• _Your objective_: Using the records below, filter for lines that contain the string "house" and copy them out.

Top of Given data

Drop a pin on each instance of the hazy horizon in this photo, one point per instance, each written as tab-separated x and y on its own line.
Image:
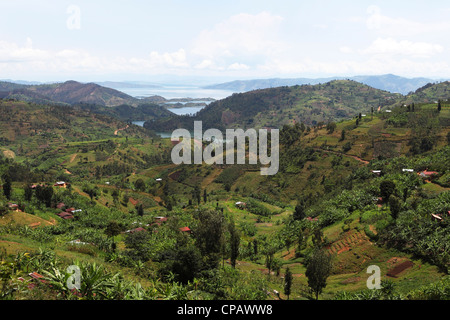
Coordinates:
218	42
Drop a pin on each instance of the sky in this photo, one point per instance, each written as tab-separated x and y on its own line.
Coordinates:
212	41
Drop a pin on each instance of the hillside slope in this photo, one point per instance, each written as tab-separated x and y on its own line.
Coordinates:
275	107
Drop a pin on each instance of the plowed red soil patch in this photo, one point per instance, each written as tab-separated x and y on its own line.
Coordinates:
400	268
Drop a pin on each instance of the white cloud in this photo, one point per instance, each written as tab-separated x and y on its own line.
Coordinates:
399	26
390	46
238	66
242	35
346	49
175	59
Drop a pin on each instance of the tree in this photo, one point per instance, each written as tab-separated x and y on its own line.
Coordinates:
28	193
140	210
113	229
235	239
331	126
7	186
209	236
395	206
317	271
205	196
139	184
342	135
299	211
387	188
287	282
197	194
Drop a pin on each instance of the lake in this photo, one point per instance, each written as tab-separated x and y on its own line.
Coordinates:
177	92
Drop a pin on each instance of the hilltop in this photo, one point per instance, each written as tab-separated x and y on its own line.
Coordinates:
388	82
275	107
341	188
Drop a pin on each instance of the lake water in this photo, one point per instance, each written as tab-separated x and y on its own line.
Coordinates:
177	92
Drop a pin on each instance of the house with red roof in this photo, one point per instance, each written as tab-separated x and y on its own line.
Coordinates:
186	229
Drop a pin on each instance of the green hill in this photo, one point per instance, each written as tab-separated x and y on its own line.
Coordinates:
275	107
341	188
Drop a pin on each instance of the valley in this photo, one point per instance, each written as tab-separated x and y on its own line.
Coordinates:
150	229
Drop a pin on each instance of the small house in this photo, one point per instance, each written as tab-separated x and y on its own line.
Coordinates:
62	184
139	229
240	204
436	217
60	205
428	174
186	229
65	215
13	206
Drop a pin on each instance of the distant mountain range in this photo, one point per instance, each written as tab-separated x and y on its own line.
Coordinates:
388	82
309	104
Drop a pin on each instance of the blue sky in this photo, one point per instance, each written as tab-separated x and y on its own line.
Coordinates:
56	40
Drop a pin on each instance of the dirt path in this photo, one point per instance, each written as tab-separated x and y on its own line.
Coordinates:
343	154
117	131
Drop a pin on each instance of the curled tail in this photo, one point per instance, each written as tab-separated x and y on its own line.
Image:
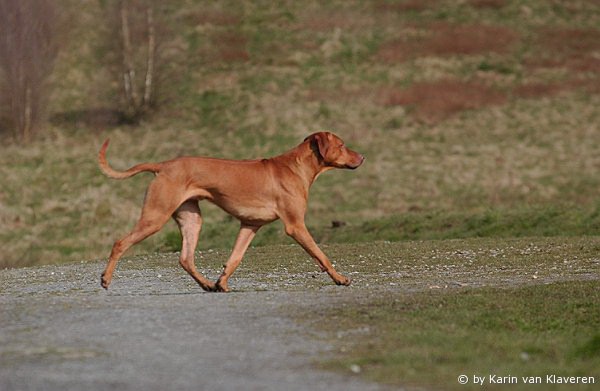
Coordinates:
110	172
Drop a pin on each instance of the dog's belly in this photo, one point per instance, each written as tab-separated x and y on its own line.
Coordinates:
247	212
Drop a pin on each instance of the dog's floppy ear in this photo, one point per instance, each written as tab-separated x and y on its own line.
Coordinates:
321	140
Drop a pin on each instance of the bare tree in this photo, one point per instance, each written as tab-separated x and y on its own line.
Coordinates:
28	48
134	37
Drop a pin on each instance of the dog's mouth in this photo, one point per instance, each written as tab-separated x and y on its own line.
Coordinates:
355	165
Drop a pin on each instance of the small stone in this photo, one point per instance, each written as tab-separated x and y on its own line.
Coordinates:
355	368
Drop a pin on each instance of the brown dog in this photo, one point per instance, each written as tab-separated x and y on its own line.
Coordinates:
256	192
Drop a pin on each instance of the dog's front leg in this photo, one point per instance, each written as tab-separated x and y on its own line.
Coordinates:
297	230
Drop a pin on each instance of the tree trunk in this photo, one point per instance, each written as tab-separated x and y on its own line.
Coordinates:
148	85
128	70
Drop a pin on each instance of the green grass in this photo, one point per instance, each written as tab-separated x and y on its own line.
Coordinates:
525	167
430	338
550	220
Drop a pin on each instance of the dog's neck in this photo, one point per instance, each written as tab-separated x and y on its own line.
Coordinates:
304	162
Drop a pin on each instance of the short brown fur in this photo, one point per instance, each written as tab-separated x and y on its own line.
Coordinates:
256	192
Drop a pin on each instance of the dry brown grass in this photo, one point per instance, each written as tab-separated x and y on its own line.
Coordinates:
538	90
214	17
231	46
574	49
437	100
495	4
450	39
405	5
570	41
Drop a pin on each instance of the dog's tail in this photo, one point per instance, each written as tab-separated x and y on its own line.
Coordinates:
111	172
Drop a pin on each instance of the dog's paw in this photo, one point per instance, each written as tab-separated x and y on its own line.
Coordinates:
104	282
210	287
345	281
221	286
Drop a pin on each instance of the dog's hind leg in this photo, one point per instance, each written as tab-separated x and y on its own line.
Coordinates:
159	205
242	242
189	220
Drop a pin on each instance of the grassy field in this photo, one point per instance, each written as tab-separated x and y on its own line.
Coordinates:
477	118
430	338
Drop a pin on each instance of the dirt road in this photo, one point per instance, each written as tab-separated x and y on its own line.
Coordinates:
155	330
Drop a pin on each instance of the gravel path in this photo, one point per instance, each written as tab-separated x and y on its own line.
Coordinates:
155	330
144	334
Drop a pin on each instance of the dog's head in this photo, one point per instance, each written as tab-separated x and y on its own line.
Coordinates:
330	149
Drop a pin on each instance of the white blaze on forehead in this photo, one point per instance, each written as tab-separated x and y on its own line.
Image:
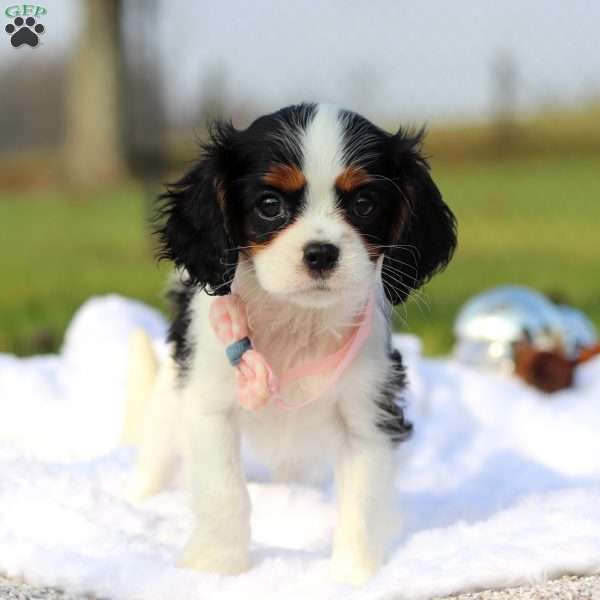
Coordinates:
322	158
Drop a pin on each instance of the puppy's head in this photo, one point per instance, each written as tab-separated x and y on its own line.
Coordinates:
315	198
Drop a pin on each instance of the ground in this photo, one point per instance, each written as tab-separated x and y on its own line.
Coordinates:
566	588
522	220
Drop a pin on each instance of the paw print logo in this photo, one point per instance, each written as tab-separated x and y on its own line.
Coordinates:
24	32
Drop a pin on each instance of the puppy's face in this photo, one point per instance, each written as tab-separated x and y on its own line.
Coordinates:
313	196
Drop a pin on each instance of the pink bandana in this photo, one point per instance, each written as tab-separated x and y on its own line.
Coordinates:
255	379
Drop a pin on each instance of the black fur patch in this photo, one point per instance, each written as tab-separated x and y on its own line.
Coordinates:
392	420
180	297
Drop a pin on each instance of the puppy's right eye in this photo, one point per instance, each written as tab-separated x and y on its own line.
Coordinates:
270	207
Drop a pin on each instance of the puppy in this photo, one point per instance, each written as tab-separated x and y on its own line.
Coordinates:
310	213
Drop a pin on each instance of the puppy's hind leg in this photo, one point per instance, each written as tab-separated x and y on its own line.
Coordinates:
221	537
365	519
158	446
141	375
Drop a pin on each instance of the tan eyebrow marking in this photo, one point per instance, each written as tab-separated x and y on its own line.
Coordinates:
351	178
285	177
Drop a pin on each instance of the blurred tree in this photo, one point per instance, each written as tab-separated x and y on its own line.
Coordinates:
143	113
93	150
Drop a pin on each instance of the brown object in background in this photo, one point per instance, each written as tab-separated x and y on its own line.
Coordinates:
548	371
588	353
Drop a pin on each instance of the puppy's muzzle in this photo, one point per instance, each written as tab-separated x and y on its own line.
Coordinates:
320	258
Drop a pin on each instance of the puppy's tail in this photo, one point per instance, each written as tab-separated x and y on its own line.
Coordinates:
141	375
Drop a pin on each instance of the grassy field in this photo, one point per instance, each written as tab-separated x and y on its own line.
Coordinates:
527	221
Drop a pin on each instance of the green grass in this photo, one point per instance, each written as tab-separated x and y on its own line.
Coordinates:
527	221
57	249
531	222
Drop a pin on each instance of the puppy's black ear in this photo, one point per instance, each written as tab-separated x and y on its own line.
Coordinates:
423	234
193	228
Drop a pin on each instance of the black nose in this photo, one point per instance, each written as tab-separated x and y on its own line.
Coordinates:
320	257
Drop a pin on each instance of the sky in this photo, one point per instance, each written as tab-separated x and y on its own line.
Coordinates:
428	60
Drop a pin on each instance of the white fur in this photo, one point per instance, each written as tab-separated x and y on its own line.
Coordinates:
292	320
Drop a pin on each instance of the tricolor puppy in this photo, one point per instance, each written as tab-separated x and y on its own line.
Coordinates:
310	215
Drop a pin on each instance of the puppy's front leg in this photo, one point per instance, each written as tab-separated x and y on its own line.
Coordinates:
364	482
221	538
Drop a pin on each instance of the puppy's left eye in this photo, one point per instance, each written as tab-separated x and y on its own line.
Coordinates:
364	206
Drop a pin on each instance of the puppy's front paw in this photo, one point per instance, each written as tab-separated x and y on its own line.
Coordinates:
214	558
352	569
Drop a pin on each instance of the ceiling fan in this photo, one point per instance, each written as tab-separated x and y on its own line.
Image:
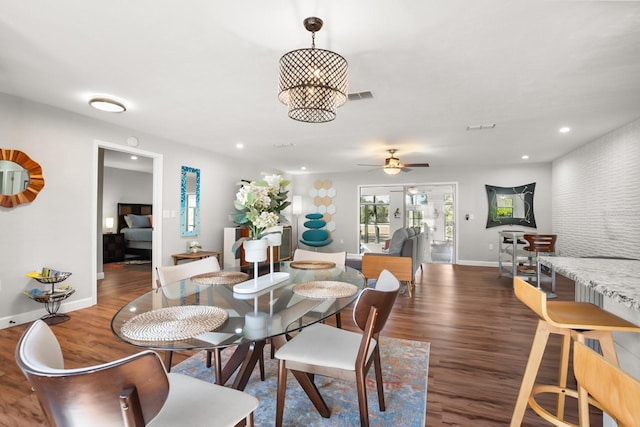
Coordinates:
392	165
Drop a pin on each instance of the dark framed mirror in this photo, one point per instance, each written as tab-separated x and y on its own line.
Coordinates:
511	205
20	178
189	201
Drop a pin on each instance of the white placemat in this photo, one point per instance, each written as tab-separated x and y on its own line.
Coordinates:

Bottom of Given data

• _Output of the exercise_:
Drop a pin on each instance of the house with red roof in this photo, one point per instance, each written as tab-separated x and y on its own line.
Drop a pin on each instance of the small house in this photo, one point per instance, each written as tab-separated x and y on its own line.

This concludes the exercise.